ENTRIES SHOWN -
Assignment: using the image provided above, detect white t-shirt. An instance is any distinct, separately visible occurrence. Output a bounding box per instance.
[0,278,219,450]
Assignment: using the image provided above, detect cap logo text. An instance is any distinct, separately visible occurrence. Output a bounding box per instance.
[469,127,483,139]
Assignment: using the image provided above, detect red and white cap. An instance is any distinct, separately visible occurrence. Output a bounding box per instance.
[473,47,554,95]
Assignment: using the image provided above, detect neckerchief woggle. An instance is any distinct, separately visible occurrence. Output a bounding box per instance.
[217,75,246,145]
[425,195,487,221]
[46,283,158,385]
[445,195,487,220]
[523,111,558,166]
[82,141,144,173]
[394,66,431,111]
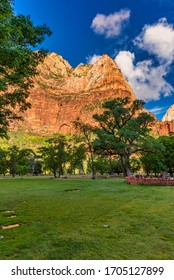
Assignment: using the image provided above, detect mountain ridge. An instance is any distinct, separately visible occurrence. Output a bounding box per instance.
[11,53,174,135]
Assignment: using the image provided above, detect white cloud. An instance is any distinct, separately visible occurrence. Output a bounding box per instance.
[134,18,174,63]
[115,51,174,101]
[148,106,167,115]
[91,10,130,38]
[86,54,100,64]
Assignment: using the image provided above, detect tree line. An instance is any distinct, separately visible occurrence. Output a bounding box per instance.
[0,0,174,179]
[0,98,174,179]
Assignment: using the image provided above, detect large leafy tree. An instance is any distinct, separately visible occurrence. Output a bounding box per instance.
[74,118,96,179]
[7,146,34,177]
[159,134,174,176]
[39,134,68,178]
[94,98,153,176]
[0,0,51,137]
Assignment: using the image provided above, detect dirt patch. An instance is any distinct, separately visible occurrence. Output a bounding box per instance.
[65,189,80,192]
[2,224,19,229]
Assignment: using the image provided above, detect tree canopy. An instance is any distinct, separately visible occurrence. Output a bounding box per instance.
[0,0,51,137]
[94,98,153,176]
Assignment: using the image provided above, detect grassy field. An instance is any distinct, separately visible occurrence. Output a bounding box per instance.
[0,178,174,260]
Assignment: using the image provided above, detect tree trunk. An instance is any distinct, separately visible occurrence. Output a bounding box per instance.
[120,156,132,177]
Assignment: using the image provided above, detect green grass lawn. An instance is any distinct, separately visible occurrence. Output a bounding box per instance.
[0,178,174,260]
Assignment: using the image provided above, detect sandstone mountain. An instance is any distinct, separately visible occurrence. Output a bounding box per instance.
[162,104,174,122]
[11,53,174,135]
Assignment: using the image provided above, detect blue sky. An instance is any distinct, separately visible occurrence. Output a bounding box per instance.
[14,0,174,119]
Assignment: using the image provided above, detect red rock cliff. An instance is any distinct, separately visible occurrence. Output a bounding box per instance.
[11,53,173,135]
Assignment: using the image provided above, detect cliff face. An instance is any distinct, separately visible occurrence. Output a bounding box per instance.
[11,53,174,135]
[11,53,135,134]
[162,104,174,122]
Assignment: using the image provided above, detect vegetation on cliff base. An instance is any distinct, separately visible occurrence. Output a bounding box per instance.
[0,177,174,260]
[0,0,51,137]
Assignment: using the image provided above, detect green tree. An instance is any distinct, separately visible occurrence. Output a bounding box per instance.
[0,149,8,176]
[74,118,96,179]
[68,143,86,174]
[159,134,174,177]
[39,134,68,178]
[7,146,33,177]
[93,98,153,176]
[141,153,167,176]
[0,0,51,137]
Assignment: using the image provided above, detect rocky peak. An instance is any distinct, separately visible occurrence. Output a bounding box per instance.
[162,104,174,122]
[11,53,174,135]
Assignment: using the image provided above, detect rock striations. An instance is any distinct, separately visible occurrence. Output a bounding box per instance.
[162,104,174,122]
[11,53,173,135]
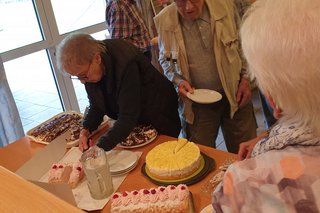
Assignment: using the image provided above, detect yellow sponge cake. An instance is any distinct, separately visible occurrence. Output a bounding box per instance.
[146,139,201,180]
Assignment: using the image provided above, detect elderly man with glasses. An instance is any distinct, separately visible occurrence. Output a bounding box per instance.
[56,33,181,151]
[154,0,257,153]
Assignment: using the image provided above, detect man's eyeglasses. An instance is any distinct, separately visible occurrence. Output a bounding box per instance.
[174,0,200,7]
[70,63,93,81]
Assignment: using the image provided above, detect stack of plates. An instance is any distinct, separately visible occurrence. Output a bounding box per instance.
[107,150,139,176]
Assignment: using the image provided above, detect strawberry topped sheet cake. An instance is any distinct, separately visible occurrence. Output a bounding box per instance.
[111,184,190,213]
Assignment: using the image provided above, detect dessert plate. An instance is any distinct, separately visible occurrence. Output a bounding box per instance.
[141,152,215,186]
[118,135,158,149]
[187,89,222,104]
[107,150,138,174]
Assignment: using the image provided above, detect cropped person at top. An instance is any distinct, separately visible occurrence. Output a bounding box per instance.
[213,0,320,213]
[106,0,152,61]
[56,33,181,150]
[154,0,257,153]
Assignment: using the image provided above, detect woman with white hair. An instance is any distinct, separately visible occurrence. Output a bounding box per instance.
[213,0,320,213]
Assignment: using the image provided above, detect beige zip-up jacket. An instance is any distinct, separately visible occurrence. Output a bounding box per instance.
[154,0,246,124]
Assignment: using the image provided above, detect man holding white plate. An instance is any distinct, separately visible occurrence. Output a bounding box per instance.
[154,0,257,153]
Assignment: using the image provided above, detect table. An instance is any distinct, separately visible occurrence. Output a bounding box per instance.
[0,130,236,212]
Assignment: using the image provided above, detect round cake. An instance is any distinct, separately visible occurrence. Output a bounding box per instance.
[146,139,201,180]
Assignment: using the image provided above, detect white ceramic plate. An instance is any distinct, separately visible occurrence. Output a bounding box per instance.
[107,150,138,173]
[187,89,222,104]
[118,134,158,149]
[200,204,213,213]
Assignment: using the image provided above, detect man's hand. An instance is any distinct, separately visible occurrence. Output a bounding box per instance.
[79,129,94,152]
[179,80,193,97]
[236,78,252,108]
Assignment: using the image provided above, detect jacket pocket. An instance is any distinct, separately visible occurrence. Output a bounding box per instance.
[221,37,241,63]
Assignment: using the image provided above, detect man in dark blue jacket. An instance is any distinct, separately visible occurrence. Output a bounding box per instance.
[56,33,181,150]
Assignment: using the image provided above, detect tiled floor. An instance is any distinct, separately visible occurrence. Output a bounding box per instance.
[13,84,266,151]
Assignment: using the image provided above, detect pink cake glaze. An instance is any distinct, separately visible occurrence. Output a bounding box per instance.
[167,185,178,200]
[111,184,189,213]
[149,188,159,203]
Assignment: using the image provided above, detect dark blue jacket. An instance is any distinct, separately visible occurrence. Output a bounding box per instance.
[83,39,181,150]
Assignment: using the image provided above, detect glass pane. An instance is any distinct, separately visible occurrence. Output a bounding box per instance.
[51,0,106,34]
[4,50,63,132]
[0,0,43,53]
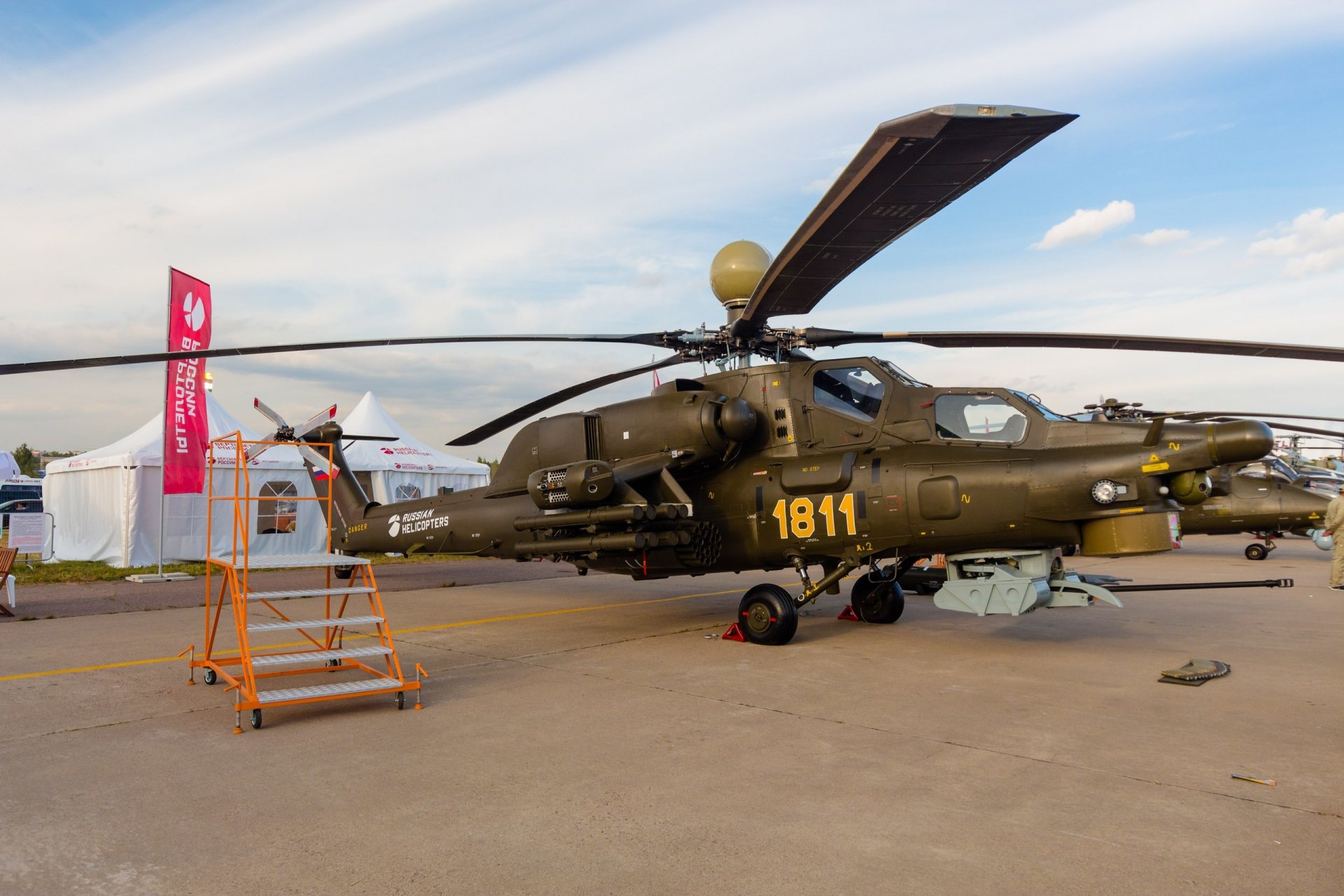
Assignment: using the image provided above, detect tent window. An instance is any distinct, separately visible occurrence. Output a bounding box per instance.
[257,481,298,535]
[355,470,374,501]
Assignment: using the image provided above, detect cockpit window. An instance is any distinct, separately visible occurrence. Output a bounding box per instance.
[932,395,1027,442]
[1009,390,1078,423]
[812,367,887,421]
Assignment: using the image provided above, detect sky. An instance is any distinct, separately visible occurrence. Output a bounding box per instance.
[0,0,1344,458]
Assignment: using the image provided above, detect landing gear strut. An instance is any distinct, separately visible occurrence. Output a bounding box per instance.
[1246,532,1278,560]
[849,567,906,624]
[738,584,798,645]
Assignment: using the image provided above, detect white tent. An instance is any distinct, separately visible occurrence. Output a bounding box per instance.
[43,392,327,567]
[342,392,491,504]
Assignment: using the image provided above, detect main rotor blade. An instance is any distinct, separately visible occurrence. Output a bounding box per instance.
[742,105,1078,323]
[449,355,682,446]
[804,328,1344,361]
[0,330,685,376]
[1163,411,1344,423]
[1199,416,1344,440]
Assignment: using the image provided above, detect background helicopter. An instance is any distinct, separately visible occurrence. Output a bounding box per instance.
[1065,398,1344,560]
[8,106,1344,643]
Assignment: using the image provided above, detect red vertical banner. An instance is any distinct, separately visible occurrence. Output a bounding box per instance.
[164,269,210,494]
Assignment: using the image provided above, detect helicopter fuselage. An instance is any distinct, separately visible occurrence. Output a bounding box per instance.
[308,357,1271,578]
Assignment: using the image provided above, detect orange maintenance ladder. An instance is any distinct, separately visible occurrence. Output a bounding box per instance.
[191,433,421,734]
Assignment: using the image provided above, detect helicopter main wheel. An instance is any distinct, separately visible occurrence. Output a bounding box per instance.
[738,584,798,645]
[849,576,906,624]
[1246,541,1268,560]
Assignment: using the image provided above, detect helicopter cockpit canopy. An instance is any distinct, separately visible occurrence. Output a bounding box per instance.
[812,367,887,421]
[932,392,1035,442]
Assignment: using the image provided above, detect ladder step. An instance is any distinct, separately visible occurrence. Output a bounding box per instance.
[253,646,393,669]
[210,554,368,570]
[257,678,402,703]
[247,586,378,601]
[247,617,383,631]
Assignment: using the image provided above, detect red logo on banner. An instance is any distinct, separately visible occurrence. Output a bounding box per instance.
[164,270,210,494]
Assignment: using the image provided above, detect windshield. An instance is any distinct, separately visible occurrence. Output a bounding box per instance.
[1008,390,1078,423]
[812,367,887,421]
[932,395,1027,442]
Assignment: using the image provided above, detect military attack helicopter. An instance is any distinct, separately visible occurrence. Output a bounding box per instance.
[1065,398,1344,560]
[0,105,1344,645]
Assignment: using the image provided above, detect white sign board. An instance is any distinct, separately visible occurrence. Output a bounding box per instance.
[9,513,47,554]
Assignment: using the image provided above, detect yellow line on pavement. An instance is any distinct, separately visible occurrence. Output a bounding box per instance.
[0,589,757,681]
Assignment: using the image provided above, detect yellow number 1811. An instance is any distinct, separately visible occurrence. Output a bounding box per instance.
[770,491,855,539]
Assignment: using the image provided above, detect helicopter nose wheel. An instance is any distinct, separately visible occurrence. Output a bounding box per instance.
[738,584,798,645]
[849,575,906,624]
[1246,541,1274,560]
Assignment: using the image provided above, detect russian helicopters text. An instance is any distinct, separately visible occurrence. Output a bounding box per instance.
[0,106,1344,643]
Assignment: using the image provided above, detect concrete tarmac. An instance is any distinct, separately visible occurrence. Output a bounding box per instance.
[0,536,1344,896]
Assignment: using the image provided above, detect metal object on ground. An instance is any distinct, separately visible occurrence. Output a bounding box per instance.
[1158,659,1235,687]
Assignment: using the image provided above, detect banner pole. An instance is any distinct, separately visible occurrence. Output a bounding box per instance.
[159,266,172,578]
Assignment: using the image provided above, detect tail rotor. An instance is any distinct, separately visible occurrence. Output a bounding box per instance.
[247,398,340,479]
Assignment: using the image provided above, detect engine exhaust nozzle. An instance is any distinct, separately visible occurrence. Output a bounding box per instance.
[1208,421,1274,463]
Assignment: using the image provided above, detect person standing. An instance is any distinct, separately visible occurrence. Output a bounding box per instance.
[1325,491,1344,591]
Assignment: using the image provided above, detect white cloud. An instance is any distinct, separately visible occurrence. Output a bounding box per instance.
[1031,199,1134,248]
[1247,208,1344,276]
[1130,227,1189,246]
[8,0,1344,456]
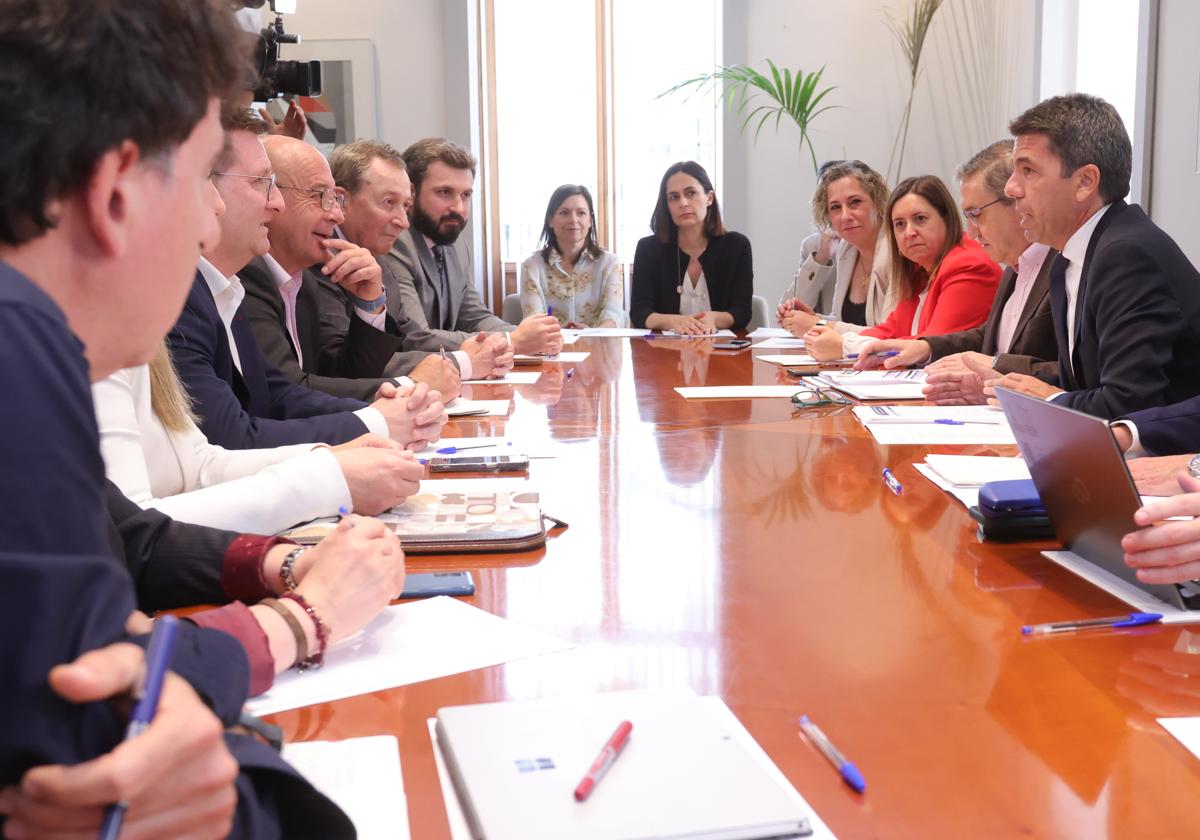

TASK BRIEF -
Change "tiled floor" to "wooden floor" in the lines between the one containing "Assignment: using the image provided above, detect tiled" and the one containing "[13,84,266,151]", inclusive, and give back only those lines with nothing else altered.

WRITTEN ANSWER -
Assignment: using the image provided above, detect wooden floor. An instance is any distinct, separately visible occurrence. Output a bounding box per instance.
[13,84,266,151]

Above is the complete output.